■ Source

The Attempt at a Solution


I'll shortly explain what my reasoning is so far, but please ignore it if it comes across too jumbled:
---
Let P denote the markov matrix associated with this problem, then I think I was able to argue that the probability that is asked for is equal to [itex]1- \sum_{n=1}^{+\infty} P^n(0,0)[/itex] where [itex]P^n(0,0)[/itex] denotes the element in the first row of the first column of the n-th power of the Markov matrix.

■ Instructions
a) In the Markov chain post, what does P denote?
b) Rewrite the Markov chain post from "The Attempt at" to "the Markov matrix.", changing "reasoning" to "thinking".
c) Please list each detail the Markov chain post gives to identify the element written as P^n(0,0).
The records aren't needed here.

■ Provided records
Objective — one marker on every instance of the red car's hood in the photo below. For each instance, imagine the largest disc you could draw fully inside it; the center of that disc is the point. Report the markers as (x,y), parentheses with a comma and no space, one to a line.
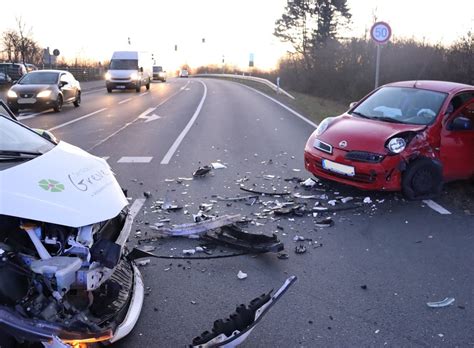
(363,134)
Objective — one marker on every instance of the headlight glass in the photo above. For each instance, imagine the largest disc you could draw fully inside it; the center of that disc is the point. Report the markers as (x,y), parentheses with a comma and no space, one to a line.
(44,94)
(323,125)
(12,94)
(396,145)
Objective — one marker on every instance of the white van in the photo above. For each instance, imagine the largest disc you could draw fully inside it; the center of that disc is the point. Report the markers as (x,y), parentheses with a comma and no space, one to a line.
(129,70)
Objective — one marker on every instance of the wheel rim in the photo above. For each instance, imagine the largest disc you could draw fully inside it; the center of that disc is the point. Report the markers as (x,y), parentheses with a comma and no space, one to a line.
(423,180)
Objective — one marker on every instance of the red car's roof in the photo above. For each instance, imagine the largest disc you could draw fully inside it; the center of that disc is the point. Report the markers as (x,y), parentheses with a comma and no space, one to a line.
(439,86)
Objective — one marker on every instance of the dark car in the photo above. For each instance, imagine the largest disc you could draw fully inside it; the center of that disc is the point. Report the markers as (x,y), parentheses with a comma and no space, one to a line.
(410,136)
(14,70)
(5,80)
(43,89)
(159,73)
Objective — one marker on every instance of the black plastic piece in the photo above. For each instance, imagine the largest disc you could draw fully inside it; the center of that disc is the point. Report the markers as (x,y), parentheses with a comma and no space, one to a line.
(234,236)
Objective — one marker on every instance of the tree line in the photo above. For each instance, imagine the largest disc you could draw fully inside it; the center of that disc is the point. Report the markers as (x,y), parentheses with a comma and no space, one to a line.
(326,65)
(19,45)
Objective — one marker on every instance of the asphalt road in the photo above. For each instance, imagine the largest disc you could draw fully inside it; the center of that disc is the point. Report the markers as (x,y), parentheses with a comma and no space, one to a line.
(365,284)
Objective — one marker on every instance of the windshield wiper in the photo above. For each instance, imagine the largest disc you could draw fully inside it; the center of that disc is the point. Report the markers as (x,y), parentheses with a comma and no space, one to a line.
(359,114)
(19,154)
(387,119)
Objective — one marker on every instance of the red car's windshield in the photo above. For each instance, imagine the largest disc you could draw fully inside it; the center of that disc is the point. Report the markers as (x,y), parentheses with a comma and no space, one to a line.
(402,105)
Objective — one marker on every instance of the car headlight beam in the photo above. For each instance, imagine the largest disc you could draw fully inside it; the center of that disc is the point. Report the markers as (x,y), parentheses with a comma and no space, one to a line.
(12,94)
(44,94)
(396,145)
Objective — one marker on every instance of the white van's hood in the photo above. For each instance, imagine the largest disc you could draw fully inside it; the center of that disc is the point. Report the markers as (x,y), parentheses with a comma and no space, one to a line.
(65,186)
(121,74)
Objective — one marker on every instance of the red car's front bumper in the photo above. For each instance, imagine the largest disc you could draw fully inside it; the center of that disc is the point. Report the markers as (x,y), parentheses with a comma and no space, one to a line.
(384,175)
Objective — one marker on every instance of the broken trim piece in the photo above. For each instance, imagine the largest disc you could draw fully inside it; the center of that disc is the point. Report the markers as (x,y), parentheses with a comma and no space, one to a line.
(265,193)
(235,237)
(199,227)
(220,339)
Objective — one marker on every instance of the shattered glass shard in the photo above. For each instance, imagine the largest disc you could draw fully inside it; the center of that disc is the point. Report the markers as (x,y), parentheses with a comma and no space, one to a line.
(202,171)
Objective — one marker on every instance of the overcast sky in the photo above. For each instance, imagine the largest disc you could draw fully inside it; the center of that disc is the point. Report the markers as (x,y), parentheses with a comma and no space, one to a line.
(231,29)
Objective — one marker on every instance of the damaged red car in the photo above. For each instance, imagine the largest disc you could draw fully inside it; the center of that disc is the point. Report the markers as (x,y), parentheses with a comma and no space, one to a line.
(407,136)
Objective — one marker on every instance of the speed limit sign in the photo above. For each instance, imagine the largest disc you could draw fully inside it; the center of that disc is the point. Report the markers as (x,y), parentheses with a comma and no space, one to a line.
(381,32)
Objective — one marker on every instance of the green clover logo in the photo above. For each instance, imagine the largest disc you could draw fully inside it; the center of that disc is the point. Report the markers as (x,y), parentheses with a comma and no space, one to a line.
(51,185)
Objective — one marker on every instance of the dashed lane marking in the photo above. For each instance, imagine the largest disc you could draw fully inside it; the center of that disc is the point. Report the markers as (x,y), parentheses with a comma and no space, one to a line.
(138,159)
(125,101)
(284,106)
(76,120)
(436,207)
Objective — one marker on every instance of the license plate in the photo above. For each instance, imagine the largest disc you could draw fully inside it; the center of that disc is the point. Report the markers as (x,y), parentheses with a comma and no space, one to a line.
(338,168)
(26,100)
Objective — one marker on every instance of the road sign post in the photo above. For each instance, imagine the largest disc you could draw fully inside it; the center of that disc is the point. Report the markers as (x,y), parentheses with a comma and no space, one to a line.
(380,33)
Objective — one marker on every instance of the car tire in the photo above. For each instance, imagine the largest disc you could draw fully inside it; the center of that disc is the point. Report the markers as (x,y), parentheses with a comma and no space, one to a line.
(59,104)
(77,102)
(422,179)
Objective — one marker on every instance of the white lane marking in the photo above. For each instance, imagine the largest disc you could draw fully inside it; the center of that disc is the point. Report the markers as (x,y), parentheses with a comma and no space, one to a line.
(153,117)
(142,115)
(186,85)
(186,129)
(436,207)
(20,118)
(146,112)
(76,120)
(283,106)
(125,101)
(91,91)
(129,123)
(138,159)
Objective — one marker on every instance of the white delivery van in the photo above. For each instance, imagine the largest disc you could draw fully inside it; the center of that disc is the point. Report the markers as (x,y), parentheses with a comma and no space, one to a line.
(129,70)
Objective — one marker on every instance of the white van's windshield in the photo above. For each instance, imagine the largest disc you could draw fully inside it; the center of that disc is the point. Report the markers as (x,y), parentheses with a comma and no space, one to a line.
(123,64)
(17,139)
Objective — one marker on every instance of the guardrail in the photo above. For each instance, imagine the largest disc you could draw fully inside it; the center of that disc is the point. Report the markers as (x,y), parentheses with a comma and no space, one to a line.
(266,82)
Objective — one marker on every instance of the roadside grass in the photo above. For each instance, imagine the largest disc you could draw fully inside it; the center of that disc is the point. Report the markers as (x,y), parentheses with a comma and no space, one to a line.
(314,108)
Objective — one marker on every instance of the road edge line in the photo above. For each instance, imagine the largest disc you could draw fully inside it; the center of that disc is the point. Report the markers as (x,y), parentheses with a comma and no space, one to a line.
(76,120)
(186,129)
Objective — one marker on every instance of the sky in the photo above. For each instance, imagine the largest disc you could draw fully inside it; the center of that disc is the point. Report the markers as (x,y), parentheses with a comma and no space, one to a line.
(232,29)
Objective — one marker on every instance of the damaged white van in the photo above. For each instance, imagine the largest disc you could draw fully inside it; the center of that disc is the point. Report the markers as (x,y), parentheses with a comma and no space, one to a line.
(129,70)
(63,268)
(66,277)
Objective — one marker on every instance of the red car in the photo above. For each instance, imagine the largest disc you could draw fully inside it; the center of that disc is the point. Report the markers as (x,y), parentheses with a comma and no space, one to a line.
(410,136)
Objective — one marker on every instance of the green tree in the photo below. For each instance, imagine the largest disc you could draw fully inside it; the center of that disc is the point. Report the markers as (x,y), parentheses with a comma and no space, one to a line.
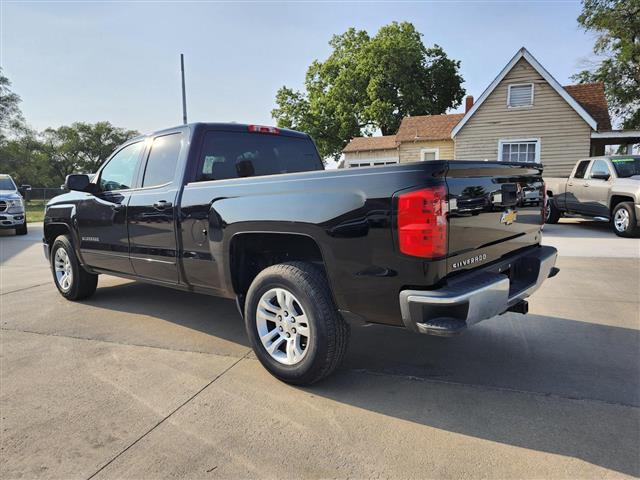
(81,147)
(370,83)
(11,119)
(617,23)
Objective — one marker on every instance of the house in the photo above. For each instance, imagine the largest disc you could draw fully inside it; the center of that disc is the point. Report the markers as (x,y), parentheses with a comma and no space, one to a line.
(524,115)
(370,151)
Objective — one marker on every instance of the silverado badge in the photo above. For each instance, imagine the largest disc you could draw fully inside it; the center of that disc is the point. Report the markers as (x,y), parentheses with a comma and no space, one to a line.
(509,217)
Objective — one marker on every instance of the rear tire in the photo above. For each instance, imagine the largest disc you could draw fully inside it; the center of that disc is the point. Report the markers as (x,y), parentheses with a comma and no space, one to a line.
(22,229)
(624,221)
(73,281)
(293,324)
(553,214)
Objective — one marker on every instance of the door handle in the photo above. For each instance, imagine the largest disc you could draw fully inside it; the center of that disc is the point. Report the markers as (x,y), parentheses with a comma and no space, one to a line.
(161,205)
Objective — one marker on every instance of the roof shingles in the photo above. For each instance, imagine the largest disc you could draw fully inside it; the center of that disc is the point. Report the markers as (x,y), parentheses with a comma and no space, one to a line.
(428,127)
(591,97)
(361,144)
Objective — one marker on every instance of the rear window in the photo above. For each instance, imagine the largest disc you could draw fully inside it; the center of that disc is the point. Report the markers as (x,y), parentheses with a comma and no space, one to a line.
(582,169)
(239,154)
(626,167)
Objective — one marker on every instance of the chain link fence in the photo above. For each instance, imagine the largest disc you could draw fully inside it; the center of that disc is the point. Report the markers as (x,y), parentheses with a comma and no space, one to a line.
(42,195)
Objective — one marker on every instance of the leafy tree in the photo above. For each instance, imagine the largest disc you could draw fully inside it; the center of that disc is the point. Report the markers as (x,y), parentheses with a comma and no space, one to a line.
(370,83)
(617,23)
(82,147)
(11,119)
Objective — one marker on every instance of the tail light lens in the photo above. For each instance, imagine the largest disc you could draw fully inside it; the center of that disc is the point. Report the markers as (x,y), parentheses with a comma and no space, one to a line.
(422,222)
(543,210)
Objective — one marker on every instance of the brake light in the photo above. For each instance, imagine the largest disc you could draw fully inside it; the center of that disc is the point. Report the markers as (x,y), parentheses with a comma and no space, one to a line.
(422,222)
(543,210)
(263,129)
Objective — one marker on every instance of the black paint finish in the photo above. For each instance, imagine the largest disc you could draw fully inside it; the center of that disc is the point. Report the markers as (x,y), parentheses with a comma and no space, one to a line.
(348,215)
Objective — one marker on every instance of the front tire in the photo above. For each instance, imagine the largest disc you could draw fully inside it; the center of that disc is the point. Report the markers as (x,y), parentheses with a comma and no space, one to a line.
(293,324)
(624,221)
(73,281)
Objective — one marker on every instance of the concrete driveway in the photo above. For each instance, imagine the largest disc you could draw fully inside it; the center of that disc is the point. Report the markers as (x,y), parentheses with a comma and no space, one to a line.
(145,382)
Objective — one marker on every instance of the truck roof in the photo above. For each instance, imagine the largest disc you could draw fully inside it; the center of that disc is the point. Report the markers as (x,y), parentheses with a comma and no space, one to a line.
(228,127)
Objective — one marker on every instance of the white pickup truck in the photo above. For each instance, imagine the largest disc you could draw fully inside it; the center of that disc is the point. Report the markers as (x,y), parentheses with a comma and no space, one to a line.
(604,188)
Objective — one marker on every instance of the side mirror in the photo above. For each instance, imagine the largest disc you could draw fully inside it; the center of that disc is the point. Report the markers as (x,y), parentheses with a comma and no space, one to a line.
(78,182)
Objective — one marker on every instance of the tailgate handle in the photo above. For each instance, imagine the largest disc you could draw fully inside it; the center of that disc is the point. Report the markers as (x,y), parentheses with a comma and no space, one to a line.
(161,205)
(509,194)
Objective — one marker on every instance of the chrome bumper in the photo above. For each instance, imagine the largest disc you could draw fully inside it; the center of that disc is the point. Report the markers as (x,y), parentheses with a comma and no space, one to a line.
(478,295)
(11,220)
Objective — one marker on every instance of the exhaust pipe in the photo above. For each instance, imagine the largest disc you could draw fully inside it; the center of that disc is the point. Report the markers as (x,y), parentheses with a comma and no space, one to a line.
(520,307)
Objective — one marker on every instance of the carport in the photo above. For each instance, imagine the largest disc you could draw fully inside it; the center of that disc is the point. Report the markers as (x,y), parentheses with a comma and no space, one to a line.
(626,138)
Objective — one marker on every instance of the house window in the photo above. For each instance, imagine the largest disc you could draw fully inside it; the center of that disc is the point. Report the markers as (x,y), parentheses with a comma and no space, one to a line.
(427,154)
(520,95)
(525,151)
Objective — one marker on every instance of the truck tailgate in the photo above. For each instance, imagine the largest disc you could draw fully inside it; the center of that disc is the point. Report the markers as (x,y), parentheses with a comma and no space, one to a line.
(494,210)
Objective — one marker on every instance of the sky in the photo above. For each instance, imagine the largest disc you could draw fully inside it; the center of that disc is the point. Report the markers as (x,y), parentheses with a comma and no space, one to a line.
(119,61)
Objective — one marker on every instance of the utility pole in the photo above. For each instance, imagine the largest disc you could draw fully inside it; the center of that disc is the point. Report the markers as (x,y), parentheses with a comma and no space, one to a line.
(184,93)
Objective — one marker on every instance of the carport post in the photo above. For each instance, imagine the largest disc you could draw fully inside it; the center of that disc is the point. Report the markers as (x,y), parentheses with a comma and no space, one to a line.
(184,94)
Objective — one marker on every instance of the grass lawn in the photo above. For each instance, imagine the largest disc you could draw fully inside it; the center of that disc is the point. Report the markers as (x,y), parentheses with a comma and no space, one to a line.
(35,210)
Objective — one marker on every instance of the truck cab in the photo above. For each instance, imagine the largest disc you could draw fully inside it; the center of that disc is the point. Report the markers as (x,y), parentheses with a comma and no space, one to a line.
(603,188)
(12,211)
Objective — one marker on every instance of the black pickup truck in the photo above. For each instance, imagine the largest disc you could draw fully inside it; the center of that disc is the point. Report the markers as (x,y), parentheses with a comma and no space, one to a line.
(249,213)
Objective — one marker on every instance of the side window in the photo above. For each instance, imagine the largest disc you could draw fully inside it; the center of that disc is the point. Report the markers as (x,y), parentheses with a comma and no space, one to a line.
(237,154)
(162,160)
(582,169)
(118,173)
(599,168)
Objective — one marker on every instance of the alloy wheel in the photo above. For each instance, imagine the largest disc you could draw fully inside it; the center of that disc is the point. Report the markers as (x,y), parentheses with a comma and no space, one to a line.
(283,326)
(63,270)
(621,220)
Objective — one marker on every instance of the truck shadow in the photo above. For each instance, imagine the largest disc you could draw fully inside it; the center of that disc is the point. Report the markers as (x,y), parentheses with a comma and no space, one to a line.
(548,384)
(538,382)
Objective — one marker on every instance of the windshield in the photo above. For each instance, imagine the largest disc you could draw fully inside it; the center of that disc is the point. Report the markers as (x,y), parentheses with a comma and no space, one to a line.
(626,167)
(7,184)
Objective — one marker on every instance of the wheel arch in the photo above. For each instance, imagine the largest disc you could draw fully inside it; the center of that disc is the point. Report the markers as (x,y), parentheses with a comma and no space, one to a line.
(617,198)
(252,252)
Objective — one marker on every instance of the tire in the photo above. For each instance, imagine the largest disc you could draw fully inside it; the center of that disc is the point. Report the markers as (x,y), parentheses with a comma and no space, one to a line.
(553,214)
(22,229)
(81,284)
(303,288)
(624,221)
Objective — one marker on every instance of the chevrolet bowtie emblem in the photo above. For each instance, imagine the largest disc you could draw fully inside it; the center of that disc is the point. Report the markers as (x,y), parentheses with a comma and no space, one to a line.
(509,217)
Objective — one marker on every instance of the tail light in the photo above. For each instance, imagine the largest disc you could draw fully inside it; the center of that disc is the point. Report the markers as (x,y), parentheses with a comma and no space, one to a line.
(543,210)
(263,129)
(422,222)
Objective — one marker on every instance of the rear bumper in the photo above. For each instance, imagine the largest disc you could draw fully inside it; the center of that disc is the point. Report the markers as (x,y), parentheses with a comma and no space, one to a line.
(478,295)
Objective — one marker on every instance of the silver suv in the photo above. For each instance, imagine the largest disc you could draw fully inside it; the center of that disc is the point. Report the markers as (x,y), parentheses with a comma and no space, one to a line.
(12,213)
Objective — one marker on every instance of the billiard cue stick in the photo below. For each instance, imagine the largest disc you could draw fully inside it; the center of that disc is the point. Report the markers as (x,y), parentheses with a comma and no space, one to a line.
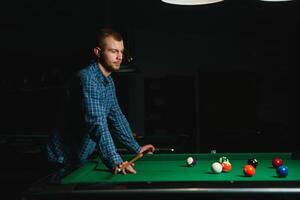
(138,156)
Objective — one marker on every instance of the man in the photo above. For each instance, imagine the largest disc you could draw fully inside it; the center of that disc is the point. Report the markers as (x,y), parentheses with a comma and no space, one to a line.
(92,111)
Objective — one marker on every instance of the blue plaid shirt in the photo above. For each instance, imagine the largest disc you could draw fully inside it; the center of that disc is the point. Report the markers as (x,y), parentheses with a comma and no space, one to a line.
(99,107)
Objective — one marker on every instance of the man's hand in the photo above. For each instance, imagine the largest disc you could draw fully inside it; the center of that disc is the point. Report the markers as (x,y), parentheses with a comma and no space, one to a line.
(149,148)
(124,168)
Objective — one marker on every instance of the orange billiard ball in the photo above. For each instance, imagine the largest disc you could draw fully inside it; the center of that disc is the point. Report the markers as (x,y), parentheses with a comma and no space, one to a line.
(277,162)
(226,166)
(249,170)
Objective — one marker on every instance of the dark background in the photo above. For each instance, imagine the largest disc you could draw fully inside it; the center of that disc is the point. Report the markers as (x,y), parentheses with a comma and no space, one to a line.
(211,77)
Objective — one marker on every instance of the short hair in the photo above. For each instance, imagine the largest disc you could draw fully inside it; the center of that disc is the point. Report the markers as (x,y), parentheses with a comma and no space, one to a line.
(107,32)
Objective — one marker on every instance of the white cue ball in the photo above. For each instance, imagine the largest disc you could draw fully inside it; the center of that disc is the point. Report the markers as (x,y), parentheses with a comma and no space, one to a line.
(216,167)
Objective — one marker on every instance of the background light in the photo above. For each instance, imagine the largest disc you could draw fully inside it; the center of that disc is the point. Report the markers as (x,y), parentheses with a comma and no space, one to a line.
(191,2)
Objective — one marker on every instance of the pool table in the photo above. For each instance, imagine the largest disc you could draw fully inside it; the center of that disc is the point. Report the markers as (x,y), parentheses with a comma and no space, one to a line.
(167,176)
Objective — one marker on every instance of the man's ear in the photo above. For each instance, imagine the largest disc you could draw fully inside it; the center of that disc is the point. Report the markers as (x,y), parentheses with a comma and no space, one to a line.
(97,52)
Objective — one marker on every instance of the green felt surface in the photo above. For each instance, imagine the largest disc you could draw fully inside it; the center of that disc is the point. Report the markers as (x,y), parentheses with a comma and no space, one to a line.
(172,167)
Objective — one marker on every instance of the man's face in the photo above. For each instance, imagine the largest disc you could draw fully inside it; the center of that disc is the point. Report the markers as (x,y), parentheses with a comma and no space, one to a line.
(112,54)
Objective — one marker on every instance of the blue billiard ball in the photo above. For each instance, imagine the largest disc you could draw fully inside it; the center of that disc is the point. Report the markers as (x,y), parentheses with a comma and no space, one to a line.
(282,171)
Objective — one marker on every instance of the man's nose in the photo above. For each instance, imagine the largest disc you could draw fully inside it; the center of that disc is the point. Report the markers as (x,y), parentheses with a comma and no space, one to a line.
(120,56)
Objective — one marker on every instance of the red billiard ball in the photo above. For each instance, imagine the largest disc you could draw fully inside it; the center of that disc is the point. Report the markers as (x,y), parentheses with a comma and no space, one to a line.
(249,170)
(276,162)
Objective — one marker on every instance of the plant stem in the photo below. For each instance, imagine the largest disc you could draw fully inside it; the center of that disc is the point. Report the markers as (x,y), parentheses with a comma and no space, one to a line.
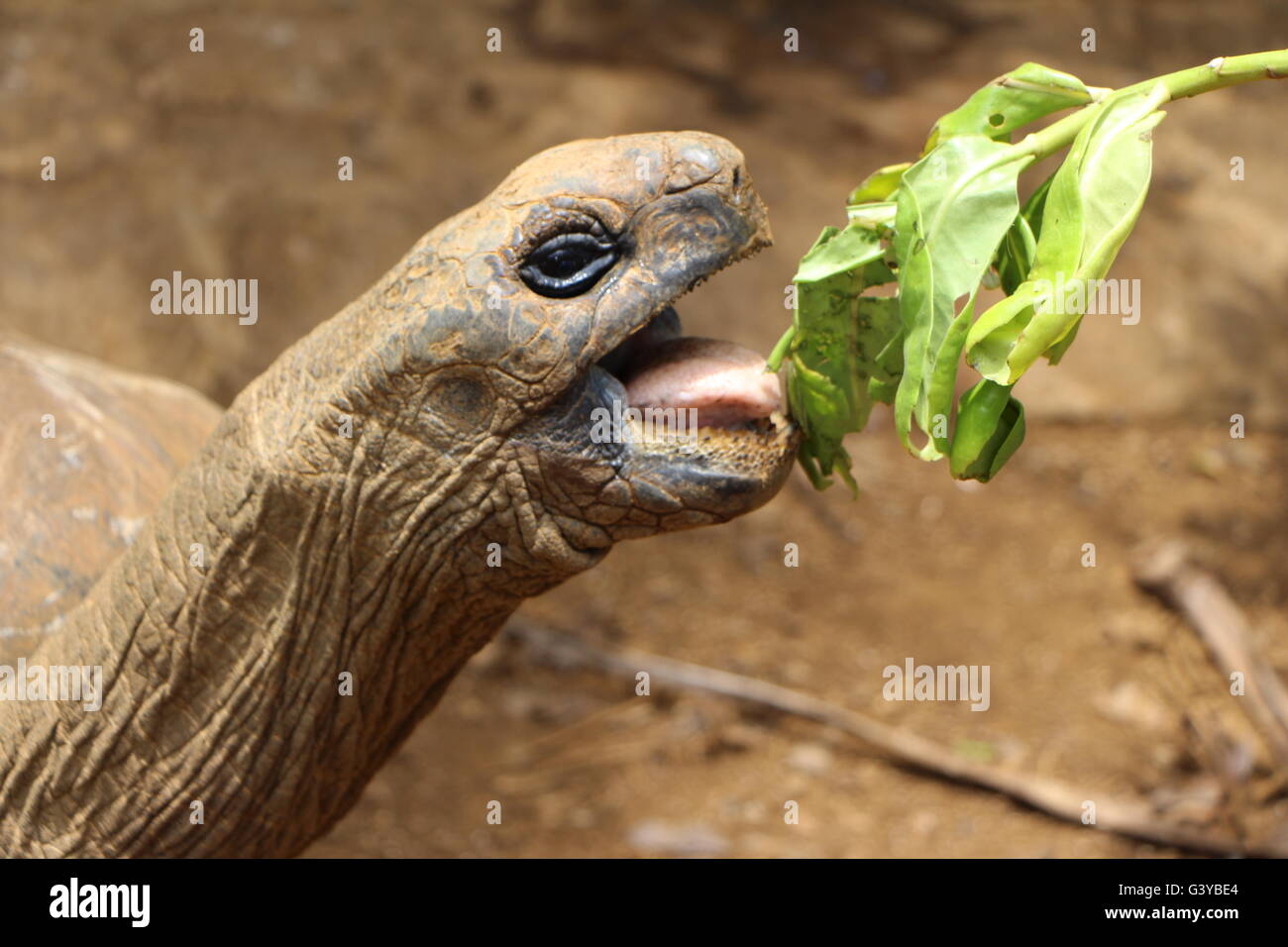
(1219,73)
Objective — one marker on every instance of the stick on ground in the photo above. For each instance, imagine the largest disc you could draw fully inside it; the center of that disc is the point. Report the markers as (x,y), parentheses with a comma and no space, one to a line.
(1126,817)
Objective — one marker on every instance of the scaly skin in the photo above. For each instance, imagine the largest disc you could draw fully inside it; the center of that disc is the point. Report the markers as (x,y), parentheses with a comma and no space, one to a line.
(469,397)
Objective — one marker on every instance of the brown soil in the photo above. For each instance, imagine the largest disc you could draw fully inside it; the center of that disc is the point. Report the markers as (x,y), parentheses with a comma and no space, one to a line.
(224,163)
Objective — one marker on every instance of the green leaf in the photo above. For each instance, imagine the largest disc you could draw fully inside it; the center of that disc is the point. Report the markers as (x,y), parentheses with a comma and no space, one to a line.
(1090,208)
(954,208)
(835,344)
(1009,102)
(990,429)
(879,184)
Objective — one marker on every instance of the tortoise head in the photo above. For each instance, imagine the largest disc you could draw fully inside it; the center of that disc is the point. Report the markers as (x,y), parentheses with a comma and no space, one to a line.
(539,328)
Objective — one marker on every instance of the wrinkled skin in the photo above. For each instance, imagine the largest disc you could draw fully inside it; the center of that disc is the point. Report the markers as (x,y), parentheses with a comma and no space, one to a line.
(368,556)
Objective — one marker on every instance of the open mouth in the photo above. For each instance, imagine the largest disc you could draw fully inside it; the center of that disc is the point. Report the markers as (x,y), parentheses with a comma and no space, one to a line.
(708,388)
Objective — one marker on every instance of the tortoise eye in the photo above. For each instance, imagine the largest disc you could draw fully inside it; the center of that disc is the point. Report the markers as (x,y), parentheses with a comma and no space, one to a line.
(568,264)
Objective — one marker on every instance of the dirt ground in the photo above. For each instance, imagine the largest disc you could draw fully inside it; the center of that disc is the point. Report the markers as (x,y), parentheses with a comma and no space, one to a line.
(223,163)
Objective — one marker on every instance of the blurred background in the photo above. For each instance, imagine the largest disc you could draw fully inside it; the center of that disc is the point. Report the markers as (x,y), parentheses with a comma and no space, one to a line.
(224,163)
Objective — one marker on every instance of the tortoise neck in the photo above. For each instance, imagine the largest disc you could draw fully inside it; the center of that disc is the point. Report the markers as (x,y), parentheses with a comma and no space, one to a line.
(266,644)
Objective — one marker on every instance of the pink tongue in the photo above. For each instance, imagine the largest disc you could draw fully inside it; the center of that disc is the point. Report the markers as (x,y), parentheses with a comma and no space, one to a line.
(724,381)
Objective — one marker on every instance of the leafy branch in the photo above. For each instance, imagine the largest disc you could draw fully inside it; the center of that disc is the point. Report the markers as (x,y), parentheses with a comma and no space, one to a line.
(943,227)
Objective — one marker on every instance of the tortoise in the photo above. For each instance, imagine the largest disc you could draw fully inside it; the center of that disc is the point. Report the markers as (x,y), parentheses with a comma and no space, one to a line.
(277,592)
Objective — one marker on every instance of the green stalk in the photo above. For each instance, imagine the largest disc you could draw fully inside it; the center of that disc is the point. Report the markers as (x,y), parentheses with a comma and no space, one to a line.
(1219,73)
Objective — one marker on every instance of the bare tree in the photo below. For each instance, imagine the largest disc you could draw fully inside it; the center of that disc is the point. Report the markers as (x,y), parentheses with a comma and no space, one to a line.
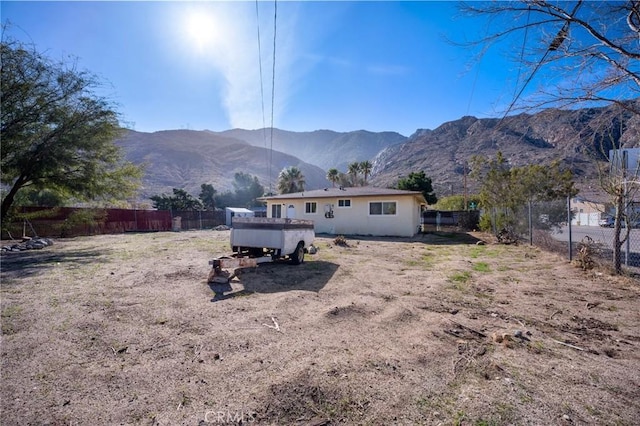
(587,50)
(620,179)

■ Final results
a) P denotes the Markov matrix associated with the problem.

b)
The Attempt at a Solution


I'll shortly explain what my thinking is so far, but please ignore it if it comes across too jumbled:
---
Let P denote the markov matrix associated with this problem, then I think I was able to argue that the probability that is asked for is equal to [itex]1- \sum_{n=1}^{+\infty} P^n(0,0)[/itex] where [itex]P^n(0,0)[/itex] denotes the element in the first row of the first column of the n-th power of the Markov matrix.

c)
- It is in the first row.
- It is in the first column.
- It belongs to the n-th power of the Markov matrix.